Quote the lines of the listing below word for word, beginning at the line that has "the black dress" and stopping after the line that has "<point>108,318</point>".
== Material for the task ==
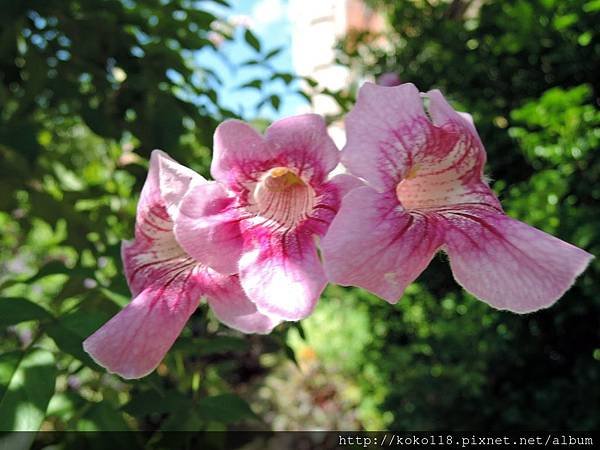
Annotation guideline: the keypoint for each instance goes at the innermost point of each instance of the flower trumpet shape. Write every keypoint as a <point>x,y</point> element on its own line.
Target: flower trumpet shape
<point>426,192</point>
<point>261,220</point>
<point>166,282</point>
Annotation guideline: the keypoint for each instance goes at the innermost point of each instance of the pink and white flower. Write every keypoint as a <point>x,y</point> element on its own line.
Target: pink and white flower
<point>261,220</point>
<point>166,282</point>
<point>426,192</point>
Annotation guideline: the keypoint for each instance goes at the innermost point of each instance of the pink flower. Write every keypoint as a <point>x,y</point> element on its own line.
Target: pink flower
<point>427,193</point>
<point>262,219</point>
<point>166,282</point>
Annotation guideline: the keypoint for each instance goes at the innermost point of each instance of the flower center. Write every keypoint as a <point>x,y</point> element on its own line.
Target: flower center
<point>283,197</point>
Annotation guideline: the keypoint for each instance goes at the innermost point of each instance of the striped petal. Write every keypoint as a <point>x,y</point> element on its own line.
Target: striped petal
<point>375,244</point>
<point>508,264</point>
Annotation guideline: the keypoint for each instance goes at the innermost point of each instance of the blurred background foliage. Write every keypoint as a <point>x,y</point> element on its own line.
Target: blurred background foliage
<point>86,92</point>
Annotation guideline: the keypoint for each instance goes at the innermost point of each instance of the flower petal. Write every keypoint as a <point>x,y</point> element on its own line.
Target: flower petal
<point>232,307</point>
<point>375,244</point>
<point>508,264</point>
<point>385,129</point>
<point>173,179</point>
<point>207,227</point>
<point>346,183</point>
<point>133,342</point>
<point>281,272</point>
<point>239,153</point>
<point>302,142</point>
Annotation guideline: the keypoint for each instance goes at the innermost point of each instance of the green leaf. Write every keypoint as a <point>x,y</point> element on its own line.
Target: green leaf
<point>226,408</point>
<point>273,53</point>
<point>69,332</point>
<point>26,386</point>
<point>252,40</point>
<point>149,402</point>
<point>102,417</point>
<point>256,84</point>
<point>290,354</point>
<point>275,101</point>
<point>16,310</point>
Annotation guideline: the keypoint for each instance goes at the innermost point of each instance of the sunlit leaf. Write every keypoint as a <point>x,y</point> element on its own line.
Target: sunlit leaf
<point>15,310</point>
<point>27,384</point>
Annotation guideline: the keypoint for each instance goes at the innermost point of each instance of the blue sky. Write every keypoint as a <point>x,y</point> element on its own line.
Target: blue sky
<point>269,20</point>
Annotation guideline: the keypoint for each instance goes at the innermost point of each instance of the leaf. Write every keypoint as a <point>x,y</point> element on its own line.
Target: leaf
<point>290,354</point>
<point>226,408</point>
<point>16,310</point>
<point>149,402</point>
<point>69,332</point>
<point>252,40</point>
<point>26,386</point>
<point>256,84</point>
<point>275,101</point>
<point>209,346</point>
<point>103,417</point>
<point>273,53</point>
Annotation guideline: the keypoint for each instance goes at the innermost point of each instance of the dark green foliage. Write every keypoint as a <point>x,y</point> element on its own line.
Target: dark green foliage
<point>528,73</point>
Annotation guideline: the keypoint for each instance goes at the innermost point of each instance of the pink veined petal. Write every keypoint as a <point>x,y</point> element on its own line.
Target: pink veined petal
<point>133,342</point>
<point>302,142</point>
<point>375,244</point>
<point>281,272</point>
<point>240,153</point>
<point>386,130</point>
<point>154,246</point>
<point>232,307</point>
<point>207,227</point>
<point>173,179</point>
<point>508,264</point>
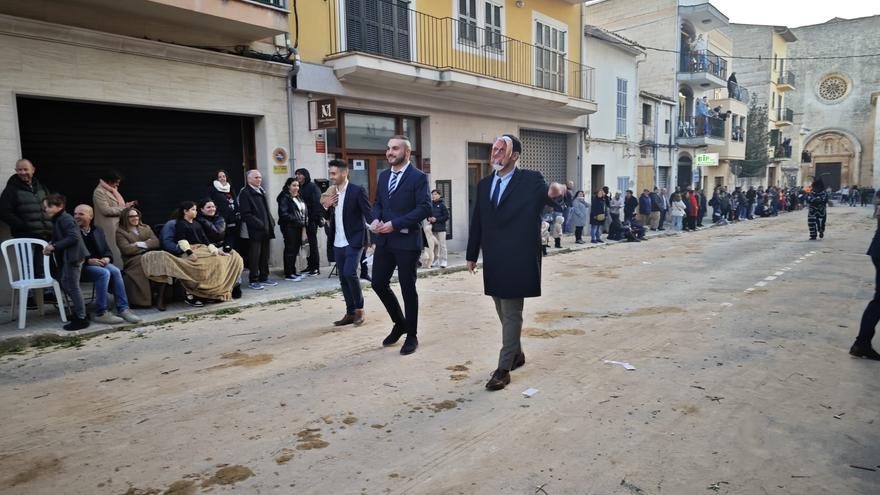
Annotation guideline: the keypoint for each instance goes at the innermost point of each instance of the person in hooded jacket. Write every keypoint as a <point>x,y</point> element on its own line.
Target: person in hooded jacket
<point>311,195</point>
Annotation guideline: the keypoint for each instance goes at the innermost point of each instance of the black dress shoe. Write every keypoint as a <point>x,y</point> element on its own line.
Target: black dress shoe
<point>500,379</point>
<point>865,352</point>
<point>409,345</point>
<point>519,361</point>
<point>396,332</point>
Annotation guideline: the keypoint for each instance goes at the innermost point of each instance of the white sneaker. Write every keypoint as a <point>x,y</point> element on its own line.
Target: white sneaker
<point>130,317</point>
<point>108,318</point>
===
== Material for the task ==
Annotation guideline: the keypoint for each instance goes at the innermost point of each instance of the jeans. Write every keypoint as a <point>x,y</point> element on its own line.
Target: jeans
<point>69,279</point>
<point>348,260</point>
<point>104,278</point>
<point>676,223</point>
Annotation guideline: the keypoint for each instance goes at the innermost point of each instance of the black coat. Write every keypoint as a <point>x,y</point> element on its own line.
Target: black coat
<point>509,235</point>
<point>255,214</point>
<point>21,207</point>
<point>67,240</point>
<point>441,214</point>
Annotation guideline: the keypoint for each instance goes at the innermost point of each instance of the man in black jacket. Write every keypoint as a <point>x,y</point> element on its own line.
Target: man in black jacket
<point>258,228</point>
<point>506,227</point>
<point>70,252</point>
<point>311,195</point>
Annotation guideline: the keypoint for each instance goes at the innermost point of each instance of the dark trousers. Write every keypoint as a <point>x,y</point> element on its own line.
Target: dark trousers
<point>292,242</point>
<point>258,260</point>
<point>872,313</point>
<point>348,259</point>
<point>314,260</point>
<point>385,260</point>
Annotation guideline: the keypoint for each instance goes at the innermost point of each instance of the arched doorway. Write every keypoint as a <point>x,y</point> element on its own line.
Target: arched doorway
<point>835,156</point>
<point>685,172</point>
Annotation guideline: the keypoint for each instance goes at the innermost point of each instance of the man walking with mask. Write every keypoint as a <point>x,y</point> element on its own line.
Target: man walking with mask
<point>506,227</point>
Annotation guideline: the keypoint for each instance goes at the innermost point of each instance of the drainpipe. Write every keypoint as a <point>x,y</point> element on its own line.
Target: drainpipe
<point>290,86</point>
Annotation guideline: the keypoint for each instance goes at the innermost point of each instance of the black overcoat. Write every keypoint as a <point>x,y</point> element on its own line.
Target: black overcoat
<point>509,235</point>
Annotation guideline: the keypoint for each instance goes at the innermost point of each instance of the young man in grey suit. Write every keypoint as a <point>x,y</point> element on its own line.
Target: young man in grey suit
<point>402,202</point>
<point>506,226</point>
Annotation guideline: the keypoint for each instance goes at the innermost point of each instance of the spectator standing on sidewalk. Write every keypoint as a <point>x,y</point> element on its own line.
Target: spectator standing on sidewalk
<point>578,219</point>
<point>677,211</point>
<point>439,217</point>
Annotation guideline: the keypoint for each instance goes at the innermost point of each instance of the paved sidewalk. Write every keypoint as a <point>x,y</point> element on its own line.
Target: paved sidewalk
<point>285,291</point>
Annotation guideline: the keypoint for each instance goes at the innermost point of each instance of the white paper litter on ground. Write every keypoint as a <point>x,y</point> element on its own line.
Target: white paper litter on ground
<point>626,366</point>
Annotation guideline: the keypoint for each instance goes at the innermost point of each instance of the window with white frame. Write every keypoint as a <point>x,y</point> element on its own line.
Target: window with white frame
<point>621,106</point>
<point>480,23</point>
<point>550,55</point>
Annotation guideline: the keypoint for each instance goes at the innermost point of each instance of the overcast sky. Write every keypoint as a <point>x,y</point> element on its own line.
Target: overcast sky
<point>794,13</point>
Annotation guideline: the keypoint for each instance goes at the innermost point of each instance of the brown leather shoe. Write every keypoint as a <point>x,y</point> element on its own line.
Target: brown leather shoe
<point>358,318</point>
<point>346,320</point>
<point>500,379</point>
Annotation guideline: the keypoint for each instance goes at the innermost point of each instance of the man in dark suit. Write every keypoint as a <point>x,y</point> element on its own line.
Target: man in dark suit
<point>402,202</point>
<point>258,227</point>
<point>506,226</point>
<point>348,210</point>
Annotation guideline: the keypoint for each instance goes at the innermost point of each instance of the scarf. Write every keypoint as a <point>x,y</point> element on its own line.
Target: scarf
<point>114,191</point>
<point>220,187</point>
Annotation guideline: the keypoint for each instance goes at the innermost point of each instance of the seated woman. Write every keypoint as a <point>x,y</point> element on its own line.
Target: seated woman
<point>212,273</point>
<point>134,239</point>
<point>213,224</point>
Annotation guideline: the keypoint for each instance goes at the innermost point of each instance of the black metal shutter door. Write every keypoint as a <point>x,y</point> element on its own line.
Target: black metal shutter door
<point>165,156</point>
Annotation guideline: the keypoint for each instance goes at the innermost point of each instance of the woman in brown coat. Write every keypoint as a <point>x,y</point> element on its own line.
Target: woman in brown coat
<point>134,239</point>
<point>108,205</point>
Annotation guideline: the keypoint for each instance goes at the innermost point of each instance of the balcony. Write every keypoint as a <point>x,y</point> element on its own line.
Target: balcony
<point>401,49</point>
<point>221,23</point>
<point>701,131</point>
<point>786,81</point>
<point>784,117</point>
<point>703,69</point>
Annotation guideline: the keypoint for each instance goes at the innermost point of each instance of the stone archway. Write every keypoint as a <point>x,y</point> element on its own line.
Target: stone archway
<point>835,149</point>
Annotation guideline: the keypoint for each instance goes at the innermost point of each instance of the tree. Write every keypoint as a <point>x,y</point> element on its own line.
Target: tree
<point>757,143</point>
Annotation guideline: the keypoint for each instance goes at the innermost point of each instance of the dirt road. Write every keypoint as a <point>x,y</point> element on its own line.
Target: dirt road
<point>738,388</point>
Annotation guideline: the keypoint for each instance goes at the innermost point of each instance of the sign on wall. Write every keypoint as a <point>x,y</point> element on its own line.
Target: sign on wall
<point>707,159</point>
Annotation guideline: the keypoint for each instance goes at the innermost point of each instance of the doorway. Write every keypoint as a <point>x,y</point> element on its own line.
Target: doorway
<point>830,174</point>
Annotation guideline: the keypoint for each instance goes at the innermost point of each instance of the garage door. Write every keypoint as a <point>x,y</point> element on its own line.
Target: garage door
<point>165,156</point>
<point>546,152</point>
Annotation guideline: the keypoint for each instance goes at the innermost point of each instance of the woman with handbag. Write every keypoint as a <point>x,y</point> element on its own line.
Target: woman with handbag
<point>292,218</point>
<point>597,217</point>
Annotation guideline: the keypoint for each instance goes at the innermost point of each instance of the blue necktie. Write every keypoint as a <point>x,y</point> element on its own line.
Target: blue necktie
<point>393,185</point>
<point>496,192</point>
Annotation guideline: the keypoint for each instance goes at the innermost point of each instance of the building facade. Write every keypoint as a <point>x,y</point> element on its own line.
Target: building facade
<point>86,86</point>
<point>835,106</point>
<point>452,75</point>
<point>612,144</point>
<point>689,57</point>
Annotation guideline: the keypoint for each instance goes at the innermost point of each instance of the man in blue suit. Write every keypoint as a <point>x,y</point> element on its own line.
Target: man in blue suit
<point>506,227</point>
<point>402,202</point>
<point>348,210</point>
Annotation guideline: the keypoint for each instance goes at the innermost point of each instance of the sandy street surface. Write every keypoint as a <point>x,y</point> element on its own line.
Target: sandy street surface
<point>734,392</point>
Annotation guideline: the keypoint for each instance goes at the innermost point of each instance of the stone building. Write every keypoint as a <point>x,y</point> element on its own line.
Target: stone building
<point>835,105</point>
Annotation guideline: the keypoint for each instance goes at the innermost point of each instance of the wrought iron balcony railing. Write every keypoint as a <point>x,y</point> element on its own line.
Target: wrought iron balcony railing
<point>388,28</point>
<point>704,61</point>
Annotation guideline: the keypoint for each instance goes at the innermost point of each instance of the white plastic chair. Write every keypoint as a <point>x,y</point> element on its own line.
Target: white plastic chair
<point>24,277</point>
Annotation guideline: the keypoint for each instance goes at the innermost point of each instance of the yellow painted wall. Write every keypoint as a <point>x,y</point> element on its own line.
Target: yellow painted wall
===
Answer to the task =>
Annotation guideline: the keypoint for each instance goes at the innermost point of each instance of the black dress shoe. Write every keypoint as a <point>x,y</point> element on its own line.
Target: black dress shoe
<point>500,379</point>
<point>865,352</point>
<point>409,345</point>
<point>519,361</point>
<point>396,332</point>
Annotation guideline: the keypoint for each instance goes at the innermost point of each instance of the white sneaker. Write every keypoint as a <point>x,y</point> element on its own line.
Target: white sneaker
<point>130,317</point>
<point>108,318</point>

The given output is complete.